TASK STATEMENT: Omit all pictures. Quote only the lines from the one with "Would you mind pinning the hillside" through the end of the material below.

[start STORED DATA]

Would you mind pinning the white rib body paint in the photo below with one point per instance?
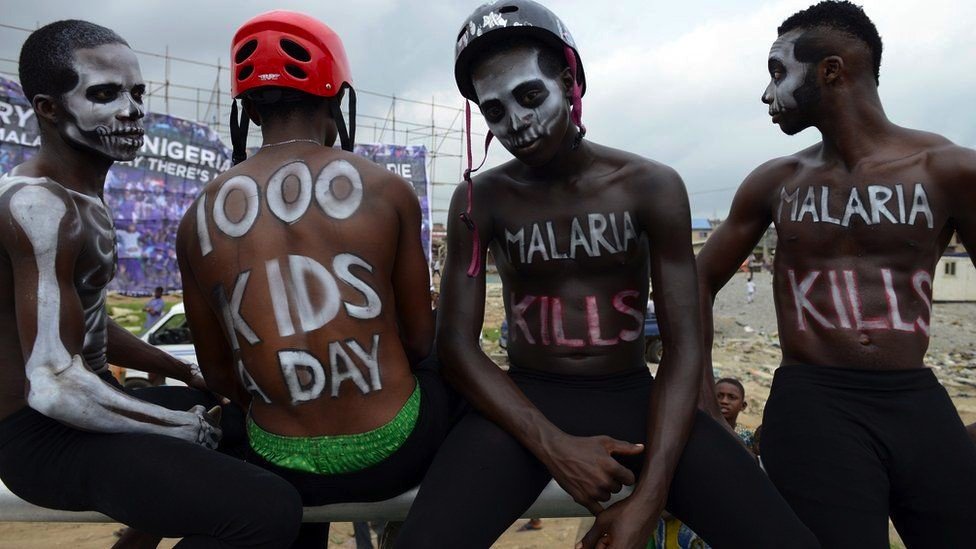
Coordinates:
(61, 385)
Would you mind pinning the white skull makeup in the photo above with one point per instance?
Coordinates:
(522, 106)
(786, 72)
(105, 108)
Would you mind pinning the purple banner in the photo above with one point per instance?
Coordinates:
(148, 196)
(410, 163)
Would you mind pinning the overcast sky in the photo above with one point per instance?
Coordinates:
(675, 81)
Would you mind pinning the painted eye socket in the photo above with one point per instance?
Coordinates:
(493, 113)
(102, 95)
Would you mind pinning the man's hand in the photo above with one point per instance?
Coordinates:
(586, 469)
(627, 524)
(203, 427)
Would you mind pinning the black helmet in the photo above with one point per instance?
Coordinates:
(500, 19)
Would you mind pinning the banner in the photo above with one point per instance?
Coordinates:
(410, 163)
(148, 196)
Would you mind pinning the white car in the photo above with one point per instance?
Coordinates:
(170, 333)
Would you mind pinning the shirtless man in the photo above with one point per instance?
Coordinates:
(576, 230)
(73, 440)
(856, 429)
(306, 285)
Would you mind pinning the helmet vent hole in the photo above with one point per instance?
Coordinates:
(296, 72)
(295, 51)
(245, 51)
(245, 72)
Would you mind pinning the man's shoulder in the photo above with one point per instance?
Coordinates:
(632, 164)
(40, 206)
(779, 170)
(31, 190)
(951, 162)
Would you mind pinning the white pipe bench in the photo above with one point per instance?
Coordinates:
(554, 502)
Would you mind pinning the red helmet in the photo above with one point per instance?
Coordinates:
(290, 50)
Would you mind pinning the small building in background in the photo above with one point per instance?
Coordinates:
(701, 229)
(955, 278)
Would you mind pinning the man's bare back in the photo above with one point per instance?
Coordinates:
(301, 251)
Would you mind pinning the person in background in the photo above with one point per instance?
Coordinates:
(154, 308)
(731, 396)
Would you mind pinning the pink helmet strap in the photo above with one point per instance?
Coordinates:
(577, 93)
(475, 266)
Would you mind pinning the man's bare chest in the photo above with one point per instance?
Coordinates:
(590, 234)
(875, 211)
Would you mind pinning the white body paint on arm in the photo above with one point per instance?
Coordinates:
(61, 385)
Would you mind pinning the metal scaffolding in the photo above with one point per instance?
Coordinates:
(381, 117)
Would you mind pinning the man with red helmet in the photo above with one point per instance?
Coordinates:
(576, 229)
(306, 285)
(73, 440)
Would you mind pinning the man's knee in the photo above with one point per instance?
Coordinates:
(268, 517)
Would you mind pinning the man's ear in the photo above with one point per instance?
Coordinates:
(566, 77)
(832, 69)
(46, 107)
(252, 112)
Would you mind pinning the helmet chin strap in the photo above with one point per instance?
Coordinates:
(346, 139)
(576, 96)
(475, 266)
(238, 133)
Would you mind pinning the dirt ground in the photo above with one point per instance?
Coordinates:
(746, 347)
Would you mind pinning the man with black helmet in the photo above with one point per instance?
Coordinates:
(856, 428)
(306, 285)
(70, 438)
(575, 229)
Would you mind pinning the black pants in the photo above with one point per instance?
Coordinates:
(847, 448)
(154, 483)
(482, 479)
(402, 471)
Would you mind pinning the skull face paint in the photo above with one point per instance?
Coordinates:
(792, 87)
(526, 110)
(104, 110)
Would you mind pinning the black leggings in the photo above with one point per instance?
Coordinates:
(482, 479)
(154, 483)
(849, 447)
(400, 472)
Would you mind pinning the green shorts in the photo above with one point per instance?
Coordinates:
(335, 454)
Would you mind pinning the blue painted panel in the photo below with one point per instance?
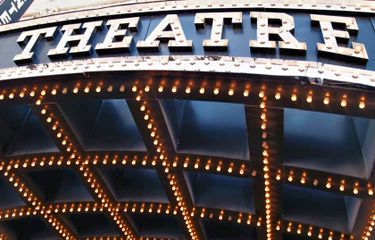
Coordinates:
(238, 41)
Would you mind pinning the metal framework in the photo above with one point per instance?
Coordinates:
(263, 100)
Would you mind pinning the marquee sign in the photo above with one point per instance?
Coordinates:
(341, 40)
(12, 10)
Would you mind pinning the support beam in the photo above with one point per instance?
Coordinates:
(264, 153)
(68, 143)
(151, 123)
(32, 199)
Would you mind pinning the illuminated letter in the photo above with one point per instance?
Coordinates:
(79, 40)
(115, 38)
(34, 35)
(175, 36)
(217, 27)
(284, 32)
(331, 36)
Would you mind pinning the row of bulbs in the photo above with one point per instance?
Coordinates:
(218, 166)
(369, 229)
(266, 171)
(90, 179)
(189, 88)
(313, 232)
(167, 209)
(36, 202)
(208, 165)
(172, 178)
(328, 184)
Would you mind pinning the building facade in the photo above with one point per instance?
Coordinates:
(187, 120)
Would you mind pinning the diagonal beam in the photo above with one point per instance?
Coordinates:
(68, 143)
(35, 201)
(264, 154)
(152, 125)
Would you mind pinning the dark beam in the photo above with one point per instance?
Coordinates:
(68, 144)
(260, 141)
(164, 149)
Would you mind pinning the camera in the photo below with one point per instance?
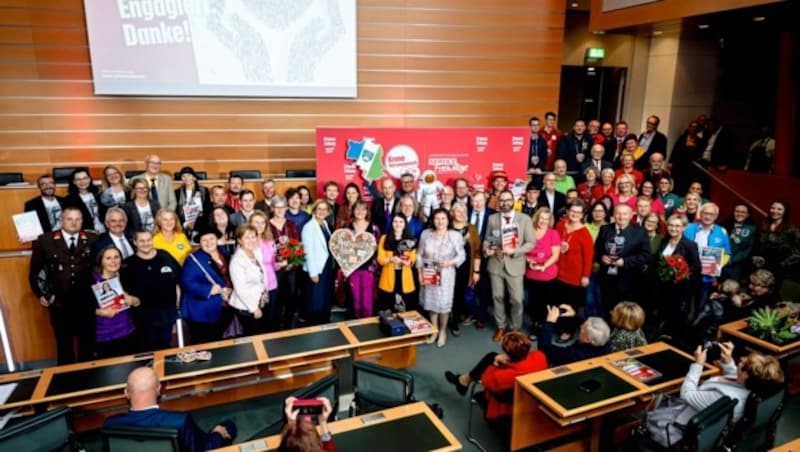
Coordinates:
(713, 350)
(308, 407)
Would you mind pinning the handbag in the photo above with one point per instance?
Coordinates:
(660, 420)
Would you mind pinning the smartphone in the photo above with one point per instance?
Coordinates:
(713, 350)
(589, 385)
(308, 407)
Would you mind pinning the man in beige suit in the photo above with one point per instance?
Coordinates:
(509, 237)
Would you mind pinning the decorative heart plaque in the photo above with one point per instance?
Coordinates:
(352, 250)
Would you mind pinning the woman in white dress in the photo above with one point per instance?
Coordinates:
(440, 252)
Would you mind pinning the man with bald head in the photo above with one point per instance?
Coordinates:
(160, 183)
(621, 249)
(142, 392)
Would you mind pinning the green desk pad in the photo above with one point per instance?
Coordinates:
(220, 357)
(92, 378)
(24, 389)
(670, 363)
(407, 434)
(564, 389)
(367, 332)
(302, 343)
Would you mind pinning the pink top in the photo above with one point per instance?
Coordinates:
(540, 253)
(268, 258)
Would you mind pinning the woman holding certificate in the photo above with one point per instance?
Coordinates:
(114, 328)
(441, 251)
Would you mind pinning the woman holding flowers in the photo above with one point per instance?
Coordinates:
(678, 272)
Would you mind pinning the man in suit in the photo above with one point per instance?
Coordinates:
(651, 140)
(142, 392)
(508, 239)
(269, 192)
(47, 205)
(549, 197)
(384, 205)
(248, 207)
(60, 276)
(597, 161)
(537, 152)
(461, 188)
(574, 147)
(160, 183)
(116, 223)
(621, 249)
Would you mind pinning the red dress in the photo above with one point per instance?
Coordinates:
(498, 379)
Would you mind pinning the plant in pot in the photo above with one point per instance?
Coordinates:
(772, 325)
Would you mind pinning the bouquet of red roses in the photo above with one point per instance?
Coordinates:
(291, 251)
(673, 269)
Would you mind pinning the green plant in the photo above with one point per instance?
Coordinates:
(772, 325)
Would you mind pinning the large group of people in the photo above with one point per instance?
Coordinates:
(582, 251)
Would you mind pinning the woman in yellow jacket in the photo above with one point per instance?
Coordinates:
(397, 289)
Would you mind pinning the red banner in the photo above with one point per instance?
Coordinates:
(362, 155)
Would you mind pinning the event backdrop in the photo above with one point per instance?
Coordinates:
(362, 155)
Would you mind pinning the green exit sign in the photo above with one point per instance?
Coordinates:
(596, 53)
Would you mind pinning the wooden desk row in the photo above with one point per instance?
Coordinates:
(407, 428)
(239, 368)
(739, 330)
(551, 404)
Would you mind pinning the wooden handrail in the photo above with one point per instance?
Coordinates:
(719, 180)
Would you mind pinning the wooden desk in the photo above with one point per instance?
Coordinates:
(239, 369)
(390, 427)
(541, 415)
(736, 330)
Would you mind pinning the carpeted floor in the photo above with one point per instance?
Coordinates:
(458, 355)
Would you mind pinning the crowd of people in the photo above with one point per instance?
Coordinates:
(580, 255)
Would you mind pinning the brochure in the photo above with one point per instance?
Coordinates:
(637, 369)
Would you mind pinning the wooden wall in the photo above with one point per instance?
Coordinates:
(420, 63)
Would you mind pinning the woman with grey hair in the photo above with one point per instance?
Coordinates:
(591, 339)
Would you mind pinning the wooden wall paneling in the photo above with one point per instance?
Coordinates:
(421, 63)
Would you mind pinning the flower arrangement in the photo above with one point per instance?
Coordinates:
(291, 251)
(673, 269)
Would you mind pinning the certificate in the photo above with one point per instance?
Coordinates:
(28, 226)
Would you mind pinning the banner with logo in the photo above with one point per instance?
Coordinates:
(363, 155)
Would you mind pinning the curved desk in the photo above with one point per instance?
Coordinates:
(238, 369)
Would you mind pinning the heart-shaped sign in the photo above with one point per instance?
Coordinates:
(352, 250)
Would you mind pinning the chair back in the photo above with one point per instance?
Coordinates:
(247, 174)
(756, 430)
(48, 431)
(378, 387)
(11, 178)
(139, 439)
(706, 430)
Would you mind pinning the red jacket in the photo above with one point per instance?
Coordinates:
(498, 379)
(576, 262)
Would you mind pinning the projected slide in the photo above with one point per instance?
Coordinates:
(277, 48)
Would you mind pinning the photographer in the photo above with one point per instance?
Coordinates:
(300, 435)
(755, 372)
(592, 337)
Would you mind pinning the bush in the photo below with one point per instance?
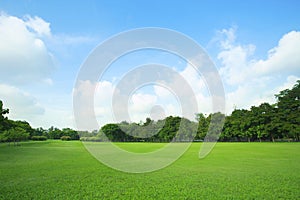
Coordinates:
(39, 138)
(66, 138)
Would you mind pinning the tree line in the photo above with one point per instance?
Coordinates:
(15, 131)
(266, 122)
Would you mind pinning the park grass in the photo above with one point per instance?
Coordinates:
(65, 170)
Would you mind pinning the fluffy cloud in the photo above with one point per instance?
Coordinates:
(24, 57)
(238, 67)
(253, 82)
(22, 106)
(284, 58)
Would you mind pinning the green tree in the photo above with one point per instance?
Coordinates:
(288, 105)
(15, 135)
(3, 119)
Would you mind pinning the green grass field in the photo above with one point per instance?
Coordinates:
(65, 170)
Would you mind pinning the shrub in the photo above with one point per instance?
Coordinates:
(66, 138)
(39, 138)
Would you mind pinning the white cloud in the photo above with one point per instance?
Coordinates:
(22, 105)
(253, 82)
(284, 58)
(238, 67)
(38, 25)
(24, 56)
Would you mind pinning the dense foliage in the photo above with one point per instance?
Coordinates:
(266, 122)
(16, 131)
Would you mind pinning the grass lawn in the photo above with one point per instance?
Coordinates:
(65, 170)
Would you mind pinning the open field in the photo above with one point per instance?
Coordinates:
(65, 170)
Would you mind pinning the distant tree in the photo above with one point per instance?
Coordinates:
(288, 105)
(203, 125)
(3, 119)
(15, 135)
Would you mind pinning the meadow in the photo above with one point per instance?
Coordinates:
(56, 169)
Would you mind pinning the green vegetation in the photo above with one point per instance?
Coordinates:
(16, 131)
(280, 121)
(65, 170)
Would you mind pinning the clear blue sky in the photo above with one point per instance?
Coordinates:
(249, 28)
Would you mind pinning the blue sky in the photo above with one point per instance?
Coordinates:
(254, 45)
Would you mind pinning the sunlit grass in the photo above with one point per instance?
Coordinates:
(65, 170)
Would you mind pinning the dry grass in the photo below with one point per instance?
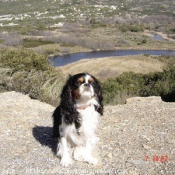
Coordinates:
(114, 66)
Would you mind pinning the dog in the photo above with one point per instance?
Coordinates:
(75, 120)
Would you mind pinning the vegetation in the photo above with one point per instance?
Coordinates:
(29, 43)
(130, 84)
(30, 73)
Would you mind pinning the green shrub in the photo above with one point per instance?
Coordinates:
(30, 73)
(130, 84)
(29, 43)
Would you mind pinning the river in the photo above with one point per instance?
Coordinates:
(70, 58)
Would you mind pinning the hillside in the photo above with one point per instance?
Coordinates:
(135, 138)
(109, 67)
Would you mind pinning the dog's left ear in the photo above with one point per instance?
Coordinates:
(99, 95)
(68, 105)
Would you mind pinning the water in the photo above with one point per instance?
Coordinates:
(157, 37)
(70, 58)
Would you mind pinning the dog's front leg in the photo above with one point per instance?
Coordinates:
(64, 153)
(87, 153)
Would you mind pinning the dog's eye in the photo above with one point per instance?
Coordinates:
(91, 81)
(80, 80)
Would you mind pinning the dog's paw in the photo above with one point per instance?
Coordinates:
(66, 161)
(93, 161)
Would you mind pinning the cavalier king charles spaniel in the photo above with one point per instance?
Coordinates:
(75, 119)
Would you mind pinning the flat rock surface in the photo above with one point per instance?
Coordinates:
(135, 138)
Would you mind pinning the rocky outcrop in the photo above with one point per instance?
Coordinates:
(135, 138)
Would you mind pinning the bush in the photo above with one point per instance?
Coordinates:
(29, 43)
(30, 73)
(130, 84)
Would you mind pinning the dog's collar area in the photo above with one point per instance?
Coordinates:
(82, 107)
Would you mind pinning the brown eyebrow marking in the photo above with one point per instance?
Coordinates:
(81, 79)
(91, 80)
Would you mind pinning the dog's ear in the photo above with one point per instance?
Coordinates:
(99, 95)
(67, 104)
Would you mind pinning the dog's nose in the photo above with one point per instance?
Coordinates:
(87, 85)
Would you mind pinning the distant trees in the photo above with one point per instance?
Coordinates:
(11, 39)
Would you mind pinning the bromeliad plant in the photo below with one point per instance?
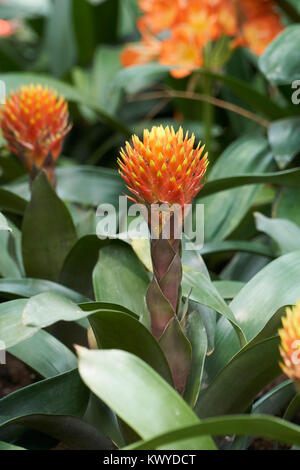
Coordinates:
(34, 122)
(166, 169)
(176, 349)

[end STORED DATA]

RESPONSE:
Would you mind pinning the hillside in the photo above with one point per instance?
Coordinates:
(135, 138)
(109, 67)
Would you mind pinning the dog's left ear in the photo above with one point per instance?
Coordinates:
(99, 95)
(68, 105)
Would you mind pinning the water in the photo above with one point per instance?
Coordinates:
(157, 37)
(70, 58)
Would you mind pinning the dog's front leg in the photo above with one point per instance?
Coordinates:
(64, 153)
(87, 153)
Would you mind pinning the dog's eye in the photo above with one point per instance?
Coordinates:
(91, 81)
(80, 80)
Would you mind pinning the dog's paw in the photo above with one point per instance?
Coordinates:
(66, 161)
(93, 161)
Would you mind pinning the cavalier king charles spaniel in the photo above with one point per instance?
Coordinates:
(75, 119)
Would you mind pinning the flat rock surface in the photo above with one point per instance?
Coordinates:
(135, 138)
Would you mind pinning the rocky outcrop in the photo above with one point per instance?
Coordinates:
(135, 138)
Would you mind pinning the bush in the photo above with one point per instance?
Coordinates:
(29, 43)
(30, 73)
(130, 84)
Would you mind pinning the dog's collar area in the photo above with one point per instance?
Coordinates:
(82, 107)
Would you mind pinning the brown eyebrow marking in the photo above with one point per instance?
Coordinates:
(81, 79)
(91, 80)
Would you mind pinning the dog's ear in the photo above with one point per instance?
Coordinates:
(99, 95)
(67, 104)
Would you mind pinning the dog's nose in the photo above with one point per instance?
Coordinates:
(87, 85)
Would you mind pinning the distant trees in the photo above with one point per instance?
Coordinates:
(11, 39)
Would you mind pinning the bromeliad plant in the photo below with one point per instance?
Coordinates:
(34, 122)
(166, 169)
(176, 349)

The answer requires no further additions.